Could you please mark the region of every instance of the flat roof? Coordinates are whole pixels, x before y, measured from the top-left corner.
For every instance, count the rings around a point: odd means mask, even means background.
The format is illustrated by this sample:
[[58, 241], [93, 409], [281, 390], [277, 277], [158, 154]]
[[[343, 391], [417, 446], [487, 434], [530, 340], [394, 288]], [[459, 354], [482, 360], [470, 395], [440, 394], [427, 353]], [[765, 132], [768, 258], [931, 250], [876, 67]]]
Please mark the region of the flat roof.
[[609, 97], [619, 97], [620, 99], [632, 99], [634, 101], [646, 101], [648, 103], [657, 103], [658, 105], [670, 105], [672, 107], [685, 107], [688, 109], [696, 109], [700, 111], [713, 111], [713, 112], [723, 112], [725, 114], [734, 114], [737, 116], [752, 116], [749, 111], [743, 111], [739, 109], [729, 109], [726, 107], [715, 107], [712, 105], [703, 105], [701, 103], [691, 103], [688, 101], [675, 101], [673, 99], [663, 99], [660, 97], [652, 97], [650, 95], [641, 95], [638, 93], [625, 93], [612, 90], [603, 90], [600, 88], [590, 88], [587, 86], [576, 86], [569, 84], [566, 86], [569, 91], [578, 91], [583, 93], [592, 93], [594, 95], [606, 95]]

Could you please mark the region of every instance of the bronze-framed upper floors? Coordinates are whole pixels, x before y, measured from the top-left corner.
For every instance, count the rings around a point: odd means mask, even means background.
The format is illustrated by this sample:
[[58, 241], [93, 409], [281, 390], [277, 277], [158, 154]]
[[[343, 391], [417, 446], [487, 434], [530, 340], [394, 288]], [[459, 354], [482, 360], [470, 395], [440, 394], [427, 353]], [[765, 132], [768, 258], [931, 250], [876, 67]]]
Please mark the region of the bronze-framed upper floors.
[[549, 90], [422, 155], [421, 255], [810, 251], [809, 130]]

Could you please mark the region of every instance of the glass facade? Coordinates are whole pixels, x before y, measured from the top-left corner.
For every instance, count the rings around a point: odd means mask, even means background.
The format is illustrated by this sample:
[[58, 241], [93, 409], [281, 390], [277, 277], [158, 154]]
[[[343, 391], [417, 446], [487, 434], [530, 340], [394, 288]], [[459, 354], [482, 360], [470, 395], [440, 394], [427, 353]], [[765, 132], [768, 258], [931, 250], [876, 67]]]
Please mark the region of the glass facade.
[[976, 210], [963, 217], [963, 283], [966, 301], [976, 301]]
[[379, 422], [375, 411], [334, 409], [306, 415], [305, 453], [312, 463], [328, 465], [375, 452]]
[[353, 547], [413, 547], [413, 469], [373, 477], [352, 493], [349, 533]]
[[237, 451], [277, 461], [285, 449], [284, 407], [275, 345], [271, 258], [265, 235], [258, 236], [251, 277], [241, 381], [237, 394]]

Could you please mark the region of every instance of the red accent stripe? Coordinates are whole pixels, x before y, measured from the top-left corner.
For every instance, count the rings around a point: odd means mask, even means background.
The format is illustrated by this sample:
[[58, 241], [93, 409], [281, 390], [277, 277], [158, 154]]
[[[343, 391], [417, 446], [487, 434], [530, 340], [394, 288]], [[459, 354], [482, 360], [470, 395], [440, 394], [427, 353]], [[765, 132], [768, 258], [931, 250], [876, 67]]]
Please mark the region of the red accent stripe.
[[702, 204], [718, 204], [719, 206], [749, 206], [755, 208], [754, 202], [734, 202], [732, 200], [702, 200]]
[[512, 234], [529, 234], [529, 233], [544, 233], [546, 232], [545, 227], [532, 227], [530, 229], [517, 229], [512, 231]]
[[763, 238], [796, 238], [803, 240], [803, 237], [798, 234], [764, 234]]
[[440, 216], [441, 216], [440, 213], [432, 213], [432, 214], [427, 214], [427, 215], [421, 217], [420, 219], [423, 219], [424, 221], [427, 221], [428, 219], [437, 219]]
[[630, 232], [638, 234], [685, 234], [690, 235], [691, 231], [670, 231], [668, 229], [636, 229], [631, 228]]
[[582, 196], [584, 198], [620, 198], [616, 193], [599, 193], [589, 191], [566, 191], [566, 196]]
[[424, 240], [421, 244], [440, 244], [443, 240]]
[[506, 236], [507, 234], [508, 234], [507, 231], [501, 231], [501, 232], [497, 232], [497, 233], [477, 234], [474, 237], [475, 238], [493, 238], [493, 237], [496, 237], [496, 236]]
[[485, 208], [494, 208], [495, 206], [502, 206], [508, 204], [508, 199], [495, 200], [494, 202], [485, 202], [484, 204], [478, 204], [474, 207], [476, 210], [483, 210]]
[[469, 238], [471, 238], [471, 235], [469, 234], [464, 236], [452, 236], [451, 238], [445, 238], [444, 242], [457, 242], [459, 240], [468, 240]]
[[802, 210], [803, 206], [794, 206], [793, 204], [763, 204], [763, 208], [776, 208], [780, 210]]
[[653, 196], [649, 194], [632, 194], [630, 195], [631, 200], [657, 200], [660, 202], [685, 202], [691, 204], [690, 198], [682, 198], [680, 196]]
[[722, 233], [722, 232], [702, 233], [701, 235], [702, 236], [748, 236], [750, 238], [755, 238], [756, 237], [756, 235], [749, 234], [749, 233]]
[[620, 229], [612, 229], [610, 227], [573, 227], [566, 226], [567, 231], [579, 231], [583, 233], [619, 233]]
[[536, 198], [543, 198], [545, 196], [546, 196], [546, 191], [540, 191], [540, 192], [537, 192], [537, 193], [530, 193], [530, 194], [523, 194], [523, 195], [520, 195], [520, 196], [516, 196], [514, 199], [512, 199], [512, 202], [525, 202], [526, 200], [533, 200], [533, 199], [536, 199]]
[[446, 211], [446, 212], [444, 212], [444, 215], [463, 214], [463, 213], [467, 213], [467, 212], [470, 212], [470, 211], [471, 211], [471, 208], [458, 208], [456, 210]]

- _Activity_
The answer should be the entries, given again without a single difference.

- _Task output_
Could you please mark the region of every instance of the flat roof? Coordinates are whole pixels, x before y, measured from the top-left corner.
For every instance, count the rings around a point: odd means mask, even means background.
The format is illustrated by this sample:
[[58, 241], [93, 409], [281, 390], [277, 277], [158, 154]]
[[[343, 391], [417, 446], [487, 434], [530, 340], [394, 288]], [[459, 354], [482, 360], [470, 395], [440, 394], [427, 353]], [[765, 132], [768, 258], [931, 250], [876, 67]]]
Please mark the region of the flat roof.
[[609, 97], [619, 97], [620, 99], [632, 99], [634, 101], [646, 101], [648, 103], [657, 103], [658, 105], [670, 105], [672, 107], [685, 107], [688, 109], [696, 109], [700, 111], [713, 111], [713, 112], [723, 112], [725, 114], [734, 114], [737, 116], [752, 116], [749, 111], [743, 111], [739, 109], [729, 109], [726, 107], [715, 107], [712, 105], [703, 105], [701, 103], [691, 103], [688, 101], [675, 101], [673, 99], [663, 99], [660, 97], [652, 97], [650, 95], [641, 95], [638, 93], [625, 93], [612, 90], [603, 90], [600, 88], [590, 88], [587, 86], [576, 86], [569, 84], [566, 86], [569, 91], [578, 91], [583, 93], [592, 93], [594, 95], [606, 95]]

Could you please mark the region of every instance of the bronze-framed upper floors? Coordinates are whole pixels, x before y, measured from the top-left corner.
For every instance, count the rings around a point: odd means mask, even means background.
The format is illustrated by this sample:
[[58, 241], [93, 409], [281, 390], [277, 277], [158, 154]]
[[[343, 391], [417, 446], [487, 434], [530, 340], [394, 288]], [[459, 354], [482, 360], [470, 395], [440, 394], [427, 353]], [[765, 132], [768, 258], [931, 250], [876, 67]]]
Please mark the region of the bronze-framed upper floors.
[[549, 90], [422, 155], [421, 255], [810, 251], [809, 130]]

Could you please mark the region of every instance of the glass facade? Coordinates are whole pixels, x before y, measured from the top-left corner.
For every instance, count the rings around a point: odd means mask, even means background.
The format is illustrated by this sample:
[[58, 241], [93, 409], [281, 390], [277, 277], [158, 154]]
[[[343, 391], [417, 446], [487, 434], [530, 340], [394, 288]], [[459, 354], [482, 360], [470, 395], [440, 394], [427, 353]], [[765, 132], [768, 258], [931, 250], [876, 67]]]
Please mark the region of the glass facade.
[[976, 210], [963, 217], [963, 283], [966, 301], [976, 301]]
[[379, 422], [375, 411], [334, 409], [306, 415], [305, 453], [312, 463], [328, 465], [375, 452]]
[[353, 547], [413, 547], [413, 469], [373, 477], [352, 493], [349, 533]]
[[237, 451], [277, 461], [285, 449], [284, 407], [275, 345], [271, 258], [265, 235], [258, 236], [251, 277], [241, 381], [237, 394]]

Could you please mark the region of every instance of the red accent stripe? Coordinates are whole pixels, x before y, measured from the top-left corner.
For every instance, count the rings around a point: odd means mask, even means background.
The format is illustrated by this sample:
[[58, 241], [93, 409], [281, 390], [277, 277], [158, 154]]
[[[343, 391], [417, 446], [487, 434], [530, 340], [394, 288]], [[459, 354], [482, 360], [470, 395], [440, 394], [427, 353]], [[765, 132], [768, 258], [931, 250], [876, 67]]]
Please mark the region of the red accent stripe.
[[702, 204], [718, 204], [719, 206], [749, 206], [755, 208], [754, 202], [734, 202], [732, 200], [702, 200]]
[[512, 234], [529, 234], [529, 233], [544, 233], [546, 232], [545, 227], [532, 227], [530, 229], [517, 229], [512, 231]]
[[763, 238], [796, 238], [803, 240], [803, 237], [798, 234], [764, 234]]
[[440, 216], [441, 216], [440, 213], [432, 213], [432, 214], [427, 214], [427, 215], [421, 217], [420, 219], [423, 219], [424, 221], [427, 221], [428, 219], [437, 219]]
[[630, 232], [638, 234], [685, 234], [690, 235], [691, 231], [670, 231], [668, 229], [636, 229], [631, 228]]
[[582, 196], [584, 198], [620, 198], [616, 193], [599, 193], [589, 191], [566, 191], [566, 196]]
[[424, 240], [421, 244], [440, 244], [443, 240]]
[[506, 236], [507, 234], [508, 234], [507, 231], [501, 231], [501, 232], [497, 232], [497, 233], [477, 234], [474, 237], [475, 238], [493, 238], [493, 237], [496, 237], [496, 236]]
[[485, 208], [494, 208], [495, 206], [502, 206], [508, 204], [508, 199], [495, 200], [494, 202], [485, 202], [484, 204], [478, 204], [474, 207], [476, 210], [483, 210]]
[[469, 238], [471, 238], [471, 235], [469, 234], [464, 236], [452, 236], [451, 238], [445, 238], [444, 242], [457, 242], [459, 240], [468, 240]]
[[802, 210], [803, 206], [794, 206], [793, 204], [763, 204], [763, 208], [776, 208], [780, 210]]
[[653, 196], [649, 194], [632, 194], [630, 195], [631, 200], [657, 200], [660, 202], [685, 202], [691, 204], [690, 198], [682, 198], [680, 196]]
[[722, 233], [722, 232], [702, 233], [701, 235], [702, 236], [748, 236], [750, 238], [755, 238], [756, 237], [756, 235], [749, 234], [749, 233]]
[[620, 229], [612, 229], [610, 227], [573, 227], [566, 226], [567, 231], [579, 231], [583, 233], [619, 233]]
[[536, 198], [543, 198], [545, 196], [546, 196], [546, 191], [540, 191], [540, 192], [537, 192], [537, 193], [530, 193], [530, 194], [523, 194], [523, 195], [520, 195], [520, 196], [516, 196], [514, 199], [512, 199], [512, 202], [525, 202], [526, 200], [533, 200], [533, 199], [536, 199]]
[[446, 211], [446, 212], [444, 212], [444, 215], [463, 214], [463, 213], [467, 213], [467, 212], [470, 212], [470, 211], [471, 211], [471, 208], [458, 208], [456, 210]]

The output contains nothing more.